§ **WHAT IS BEING ASKED**: Rewrite all of the material below as a two-column CSV with the headers "prompt" and "boxes". Each row pairs one labeling line with the coordinates given for it, with each value in a single quoted field and line breaks replaced by spaces. Leave the pictures out.

* * * *

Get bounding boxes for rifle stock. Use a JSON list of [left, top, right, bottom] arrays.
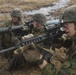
[[0, 28, 63, 53], [0, 25, 23, 33]]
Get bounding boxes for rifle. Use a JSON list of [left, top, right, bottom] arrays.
[[0, 22, 64, 53], [0, 25, 23, 33]]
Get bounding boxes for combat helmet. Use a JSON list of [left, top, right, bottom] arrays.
[[61, 5, 76, 23], [10, 8, 23, 19], [32, 13, 46, 25]]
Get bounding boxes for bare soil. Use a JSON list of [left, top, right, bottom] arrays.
[[0, 0, 76, 75]]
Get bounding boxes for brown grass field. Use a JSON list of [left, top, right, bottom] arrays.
[[0, 0, 76, 75]]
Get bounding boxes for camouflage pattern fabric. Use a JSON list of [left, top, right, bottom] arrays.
[[41, 37, 76, 75]]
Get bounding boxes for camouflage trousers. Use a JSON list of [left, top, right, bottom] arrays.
[[41, 59, 76, 75]]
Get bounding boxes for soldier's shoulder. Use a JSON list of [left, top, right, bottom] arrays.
[[1, 20, 12, 28]]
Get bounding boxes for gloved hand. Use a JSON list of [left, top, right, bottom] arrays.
[[22, 34, 34, 41]]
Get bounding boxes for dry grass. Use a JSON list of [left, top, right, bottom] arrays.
[[0, 0, 56, 12]]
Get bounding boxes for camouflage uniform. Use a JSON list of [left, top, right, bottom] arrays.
[[0, 8, 24, 58], [6, 14, 50, 70], [42, 5, 76, 75]]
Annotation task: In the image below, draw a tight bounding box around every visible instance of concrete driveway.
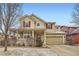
[50,45,79,56]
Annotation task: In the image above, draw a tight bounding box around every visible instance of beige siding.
[46,34,65,45]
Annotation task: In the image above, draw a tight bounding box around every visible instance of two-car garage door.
[46,33,65,45]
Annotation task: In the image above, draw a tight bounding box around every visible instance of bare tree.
[0,3,22,51]
[72,4,79,25]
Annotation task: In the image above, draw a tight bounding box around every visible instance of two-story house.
[9,14,65,45]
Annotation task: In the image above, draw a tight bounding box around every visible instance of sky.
[23,3,75,25]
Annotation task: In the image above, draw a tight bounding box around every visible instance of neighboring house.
[9,14,65,45]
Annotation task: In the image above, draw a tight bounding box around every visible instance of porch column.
[43,32,46,47]
[32,30,34,38]
[63,35,66,44]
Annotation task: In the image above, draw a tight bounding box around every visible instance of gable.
[30,14,46,24]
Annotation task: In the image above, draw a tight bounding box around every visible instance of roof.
[46,22,56,24]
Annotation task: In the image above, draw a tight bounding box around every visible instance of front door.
[35,34,42,47]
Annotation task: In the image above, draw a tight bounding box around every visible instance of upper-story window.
[23,21,31,27]
[37,23,40,26]
[23,21,25,27]
[47,24,52,29]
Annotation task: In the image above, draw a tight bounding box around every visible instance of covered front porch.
[11,29,46,46]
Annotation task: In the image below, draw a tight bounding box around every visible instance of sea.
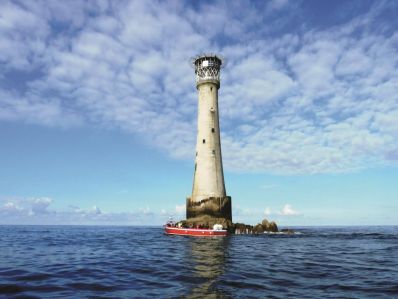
[0,226,398,298]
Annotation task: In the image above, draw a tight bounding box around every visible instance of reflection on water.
[187,237,230,298]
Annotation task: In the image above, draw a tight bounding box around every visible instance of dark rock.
[281,228,294,235]
[253,223,264,234]
[268,221,279,233]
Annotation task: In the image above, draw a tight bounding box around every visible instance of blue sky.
[0,0,398,225]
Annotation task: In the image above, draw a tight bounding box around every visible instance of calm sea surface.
[0,226,398,298]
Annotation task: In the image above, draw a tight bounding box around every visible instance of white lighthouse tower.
[187,54,232,223]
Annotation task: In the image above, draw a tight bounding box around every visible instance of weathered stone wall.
[186,196,232,223]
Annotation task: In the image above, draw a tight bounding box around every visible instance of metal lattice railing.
[194,55,222,83]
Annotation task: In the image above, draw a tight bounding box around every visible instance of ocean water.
[0,226,398,298]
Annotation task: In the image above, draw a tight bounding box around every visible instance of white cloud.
[0,1,398,174]
[264,208,271,216]
[278,204,300,216]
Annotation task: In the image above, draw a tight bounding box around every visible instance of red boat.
[164,222,228,237]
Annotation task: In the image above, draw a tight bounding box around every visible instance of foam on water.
[0,226,398,298]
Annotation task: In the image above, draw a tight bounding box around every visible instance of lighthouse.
[186,54,232,225]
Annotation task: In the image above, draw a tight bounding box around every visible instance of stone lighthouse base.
[186,196,232,229]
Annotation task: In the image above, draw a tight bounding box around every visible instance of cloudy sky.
[0,0,398,225]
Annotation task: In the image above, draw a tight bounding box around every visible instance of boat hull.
[164,227,227,237]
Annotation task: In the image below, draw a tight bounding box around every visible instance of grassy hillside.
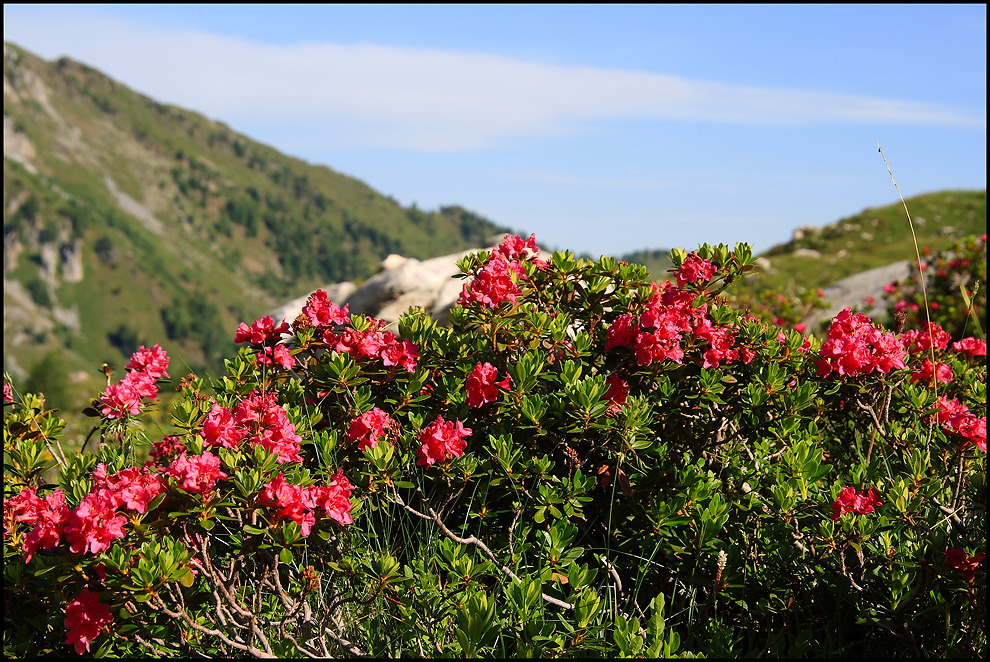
[4,44,503,400]
[743,191,987,291]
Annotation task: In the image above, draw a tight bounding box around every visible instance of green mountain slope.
[3,44,503,394]
[743,190,987,291]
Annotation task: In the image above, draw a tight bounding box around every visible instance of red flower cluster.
[234,315,296,370]
[303,290,350,329]
[935,396,987,453]
[64,492,127,554]
[323,319,419,372]
[100,345,169,419]
[815,308,907,377]
[3,487,69,563]
[234,315,290,345]
[467,363,511,407]
[605,282,752,368]
[416,416,471,466]
[457,234,547,308]
[911,359,955,386]
[163,451,228,494]
[952,338,987,359]
[832,487,883,522]
[495,234,547,268]
[91,464,168,514]
[676,251,717,287]
[4,464,166,563]
[457,252,522,308]
[203,391,302,464]
[65,588,113,655]
[347,407,395,451]
[945,547,987,583]
[901,324,952,354]
[124,345,169,379]
[258,469,353,537]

* * * *

§ **CORRECT RESPONSE**:
prompt,boxes
"Get bounding boxes for rifle stock. Use a JSON list of [left, top, right, bottom] arrays.","[[0, 28, 63, 53], [0, 25, 23, 33]]"
"Get bounding boxes for rifle. Use a JSON list of [left, top, right, bottom] arrays.","[[0, 22, 64, 53], [0, 25, 23, 33]]"
"Get bounding boxes for combat helmet. Use a JSON list of [left, top, right, bottom] arrays.","[[61, 5, 76, 23], [10, 8, 23, 19], [32, 13, 46, 25]]"
"Get bounding boxes for bare soil. Use a JSON list of [left, top, right, bottom] arrays.","[[0, 0, 76, 75]]"
"Get bounding boxes for brown grass field. Use a JSON list of [left, top, right, bottom] arrays.","[[0, 0, 76, 75]]"
"Get bounding boxes for camouflage pattern fabric. Use a JSON list of [left, top, right, bottom] arrays.","[[41, 37, 76, 75]]"
"Get bounding boxes for camouflage trousers. Use a JSON list of [left, top, right, bottom] arrays.","[[41, 59, 76, 75]]"
"Get bounding boxes for soldier's shoulder. Use a JSON list of [left, top, right, bottom] arrays.","[[1, 20, 12, 28]]"
"Get bounding boxes for gloved hand. Use a JSON list of [left, top, right, bottom] arrays.","[[22, 34, 34, 41]]"
"Get bounding boxes for dry grass. Use a JSON list of [left, top, right, bottom] arrays.","[[0, 0, 56, 12]]"
"Get bounding boxes for camouflage uniform. Use a JSON list of [left, top, right, bottom] arrays.","[[0, 8, 24, 58], [6, 14, 50, 70], [42, 5, 76, 75]]"
"Annotation task: In the image below, draw a tight bounding box around every visible instance of concrete driveway.","[50,45,79,56]"
"Annotation task: In the image above, draw a tight bounding box around every visible instance of beige siding.","[46,34,65,45]"
"Annotation task: In the image above, draw a tight bounding box around every visible instance of two-car garage door.","[46,33,65,45]"
"Annotation task: In the image above, draw a tight bounding box around every visible instance of bare tree.","[0,3,22,51] [72,4,79,25]"
"Annotation task: In the image above, draw a tight bounding box around every visible instance of two-story house.","[9,14,65,45]"
"Annotation task: In the image above, draw a tight bounding box around every visible instance of sky.","[23,3,75,25]"
"Annotation task: In the image above, draw a tight bounding box around every visible instance of neighboring house.","[9,14,65,45]"
"Annotation task: In the image above, draw a tight bounding box around every visible instance of porch column.","[43,32,46,47] [32,30,34,38] [63,35,66,44]"
"Annotation task: In the image above, draw a tight bounding box around every visible instance of gable.","[30,14,46,24]"
"Annotation task: In the image above, draw a tight bounding box around every visible instance of roof.","[46,22,56,24]"
"Annotation task: In the image above, draw a tight bounding box around every visible instance of front door.","[35,34,42,47]"
"Annotation task: In the image above, draw a tight bounding box around every visible instance of upper-story window.","[23,21,31,27] [37,23,40,26] [23,21,25,27] [47,24,52,29]"
"Annotation task: In the image above, draw a tight bounding box around every visible instance of covered front porch.","[11,29,46,46]"
"Annotation task: In the image below, draw a tight bounding box around every visible instance of sea.","[0,226,398,298]"
"Annotation task: In the image above, draw a tight bounding box around every visible instance of reflection on water.","[187,237,230,298]"
"Annotation task: In the image above, draw a tight bounding box around every visible instance of dark rock.","[281,228,294,235] [253,223,264,234] [268,221,279,233]"
"Annotation task: In the image above, draw a tight bounding box around every visible instance of blue sky.","[0,0,398,225]"
"Annotation task: In the image above, draw a tight bounding box around every visible instance of calm sea surface.","[0,226,398,298]"
"Annotation task: In the image above, draw a tight bounding box around every visible instance of white lighthouse tower.","[187,54,232,223]"
"Annotation task: In the image above, draw a tight bounding box around every visible instance of weathered stone wall.","[186,196,232,223]"
"Annotation task: In the image above, draw a tight bounding box around every visible instance of metal lattice railing.","[194,55,222,83]"
"Annotation task: In the image above, draw a tight bounding box around every visible instance of ocean water.","[0,226,398,298]"
"Annotation task: In the image above, draw a tight bounding box around every visible instance of white cloud.","[0,1,398,174] [264,208,271,216] [278,204,300,216]"
"Annotation task: In the image above, draw a tight bounding box around every visible instance of red boat.","[164,222,228,237]"
"Annotation task: In the image above, draw a tight bounding box around every visible instance of foam on water.","[0,226,398,298]"
"Annotation task: In the image above, draw a tight bounding box around every visible instance of lighthouse.","[186,54,232,225]"
"Annotation task: In the image above, draw a tight bounding box around every visible instance of stone lighthouse base.","[186,196,232,229]"
"Annotation task: In the image above, draw a tight bounding box around every visible instance of cloudy sky.","[0,0,398,225]"
"Annotation task: In the image above, draw a tight bounding box around every visible instance of boat hull.","[164,227,227,237]"
"Annotation task: In the image below, draw a tight bounding box around every visible instance of grassy hillside.","[4,44,503,400] [743,191,987,291]"
"Annotation task: In the image above, draw a tight bounding box around every visible instance of green mountain slope.","[3,44,503,394] [743,190,987,291]"
"Annotation task: In the image above, draw a tight bounding box around every visible instance of red flower cluster.","[234,315,296,370] [303,290,350,329] [935,396,987,453] [64,492,127,554] [323,319,419,372] [100,345,169,419] [815,308,907,377] [3,487,69,563] [234,315,290,345] [467,363,511,407] [605,282,752,368] [416,416,471,466] [457,234,547,308] [911,359,955,386] [163,451,228,494] [952,338,987,359] [832,487,883,522] [495,234,547,268] [91,464,168,514] [676,251,717,287] [4,464,166,563] [457,252,522,308] [203,391,302,464] [65,588,113,655] [347,407,395,451] [945,547,987,583] [901,324,952,354] [124,345,169,379] [258,469,353,537]"